» **SHORT PROBLEM**
Please put the records into a Markdown table with the columns Number and Line, one row per line with its row number, leaving out blank lines and the pictures. Begin at the start of the records and stop after the line that contains "[(449, 341)]".

################

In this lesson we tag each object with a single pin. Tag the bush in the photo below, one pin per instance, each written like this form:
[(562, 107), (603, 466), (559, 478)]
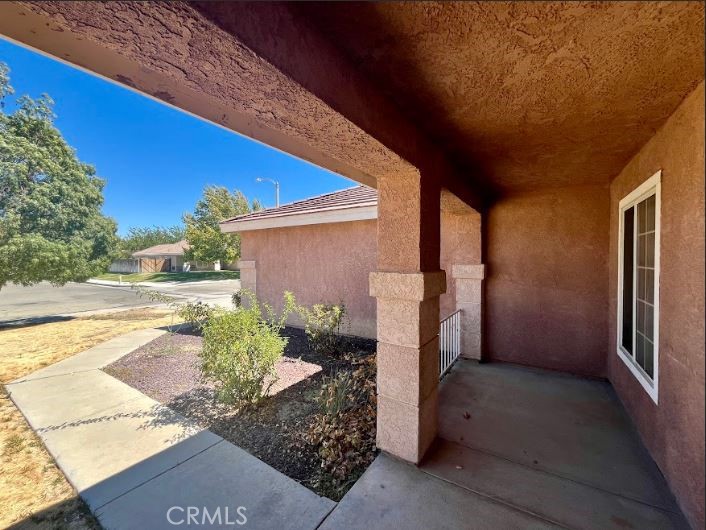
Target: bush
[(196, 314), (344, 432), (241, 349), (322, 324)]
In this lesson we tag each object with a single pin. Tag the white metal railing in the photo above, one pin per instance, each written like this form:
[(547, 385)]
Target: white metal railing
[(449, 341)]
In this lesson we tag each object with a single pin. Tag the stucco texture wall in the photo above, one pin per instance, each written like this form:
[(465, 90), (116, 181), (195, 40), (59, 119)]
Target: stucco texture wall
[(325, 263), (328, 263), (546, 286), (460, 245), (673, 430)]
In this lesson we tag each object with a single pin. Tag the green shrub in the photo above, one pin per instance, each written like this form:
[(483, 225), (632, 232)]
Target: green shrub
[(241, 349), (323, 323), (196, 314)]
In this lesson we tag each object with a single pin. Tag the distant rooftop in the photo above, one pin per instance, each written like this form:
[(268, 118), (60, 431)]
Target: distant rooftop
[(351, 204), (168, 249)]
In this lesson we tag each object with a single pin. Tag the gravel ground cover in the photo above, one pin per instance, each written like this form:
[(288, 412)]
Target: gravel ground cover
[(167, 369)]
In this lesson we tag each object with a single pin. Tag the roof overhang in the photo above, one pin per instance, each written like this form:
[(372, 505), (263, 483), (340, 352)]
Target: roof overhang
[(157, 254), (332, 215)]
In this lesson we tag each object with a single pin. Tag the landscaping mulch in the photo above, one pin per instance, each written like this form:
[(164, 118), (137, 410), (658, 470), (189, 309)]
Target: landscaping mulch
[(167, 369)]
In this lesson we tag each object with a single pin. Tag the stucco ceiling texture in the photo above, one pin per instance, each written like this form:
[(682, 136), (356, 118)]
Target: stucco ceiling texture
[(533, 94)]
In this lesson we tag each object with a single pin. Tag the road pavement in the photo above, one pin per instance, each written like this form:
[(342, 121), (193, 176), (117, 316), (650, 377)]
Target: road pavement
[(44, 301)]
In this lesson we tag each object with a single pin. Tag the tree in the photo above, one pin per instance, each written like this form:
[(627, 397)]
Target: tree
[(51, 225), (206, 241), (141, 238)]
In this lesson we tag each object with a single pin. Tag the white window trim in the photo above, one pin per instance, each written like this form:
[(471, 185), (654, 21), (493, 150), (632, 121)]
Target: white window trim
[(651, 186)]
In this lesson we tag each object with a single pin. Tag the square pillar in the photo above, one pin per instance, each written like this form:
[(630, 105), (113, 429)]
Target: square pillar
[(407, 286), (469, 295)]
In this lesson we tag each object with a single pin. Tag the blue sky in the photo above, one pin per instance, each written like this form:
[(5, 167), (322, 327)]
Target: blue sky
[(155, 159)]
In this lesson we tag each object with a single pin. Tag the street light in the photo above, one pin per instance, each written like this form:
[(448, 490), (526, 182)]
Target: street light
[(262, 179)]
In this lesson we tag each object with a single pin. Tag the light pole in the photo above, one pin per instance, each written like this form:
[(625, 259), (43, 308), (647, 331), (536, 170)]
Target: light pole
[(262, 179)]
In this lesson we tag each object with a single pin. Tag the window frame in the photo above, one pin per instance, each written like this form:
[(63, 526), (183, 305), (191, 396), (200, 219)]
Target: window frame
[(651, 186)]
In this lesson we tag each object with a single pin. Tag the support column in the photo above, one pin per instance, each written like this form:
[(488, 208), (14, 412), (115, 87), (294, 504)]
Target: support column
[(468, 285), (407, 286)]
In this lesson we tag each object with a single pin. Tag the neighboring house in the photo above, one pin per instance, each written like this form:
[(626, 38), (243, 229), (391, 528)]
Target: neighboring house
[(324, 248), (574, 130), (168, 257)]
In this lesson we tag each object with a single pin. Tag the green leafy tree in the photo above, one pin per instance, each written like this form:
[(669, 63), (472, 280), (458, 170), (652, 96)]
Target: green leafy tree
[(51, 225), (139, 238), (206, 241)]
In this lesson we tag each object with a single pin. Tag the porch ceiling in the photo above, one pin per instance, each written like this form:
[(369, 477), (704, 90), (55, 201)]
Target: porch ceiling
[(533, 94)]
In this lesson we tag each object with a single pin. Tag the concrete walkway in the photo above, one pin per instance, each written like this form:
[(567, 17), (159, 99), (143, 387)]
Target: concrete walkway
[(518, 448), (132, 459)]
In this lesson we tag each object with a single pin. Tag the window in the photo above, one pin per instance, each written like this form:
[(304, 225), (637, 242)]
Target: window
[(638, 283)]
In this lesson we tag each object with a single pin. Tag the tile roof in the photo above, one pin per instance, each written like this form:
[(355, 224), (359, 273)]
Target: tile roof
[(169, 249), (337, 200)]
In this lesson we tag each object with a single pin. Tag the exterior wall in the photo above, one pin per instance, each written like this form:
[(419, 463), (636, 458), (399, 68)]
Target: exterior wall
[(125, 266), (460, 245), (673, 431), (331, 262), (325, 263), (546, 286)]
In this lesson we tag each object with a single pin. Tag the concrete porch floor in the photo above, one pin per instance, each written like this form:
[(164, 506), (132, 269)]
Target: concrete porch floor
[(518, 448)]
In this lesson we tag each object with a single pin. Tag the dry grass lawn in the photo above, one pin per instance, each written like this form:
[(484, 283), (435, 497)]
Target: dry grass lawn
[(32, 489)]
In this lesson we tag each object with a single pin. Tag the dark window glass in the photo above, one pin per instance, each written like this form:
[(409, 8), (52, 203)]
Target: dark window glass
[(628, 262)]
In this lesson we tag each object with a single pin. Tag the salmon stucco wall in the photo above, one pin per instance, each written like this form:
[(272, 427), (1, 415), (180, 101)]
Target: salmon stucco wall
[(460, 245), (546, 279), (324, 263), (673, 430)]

################

» **COMPLETE OUTPUT**
| Number | Line |
|---|---|
| 1 | In this lesson we tag each object with a single pin. Tag the bush in the photo below, one pin per instance, each written like this form: |
| 2 | [(562, 107), (603, 466), (559, 478)] |
| 3 | Target: bush |
| 4 | [(196, 314), (344, 432), (241, 349), (322, 324)] |
| 5 | In this lesson we tag each object with a single pin. Tag the white metal railing in the photo above, one pin per instance, each written like this form: |
| 6 | [(547, 385)] |
| 7 | Target: white metal railing |
| 8 | [(449, 341)] |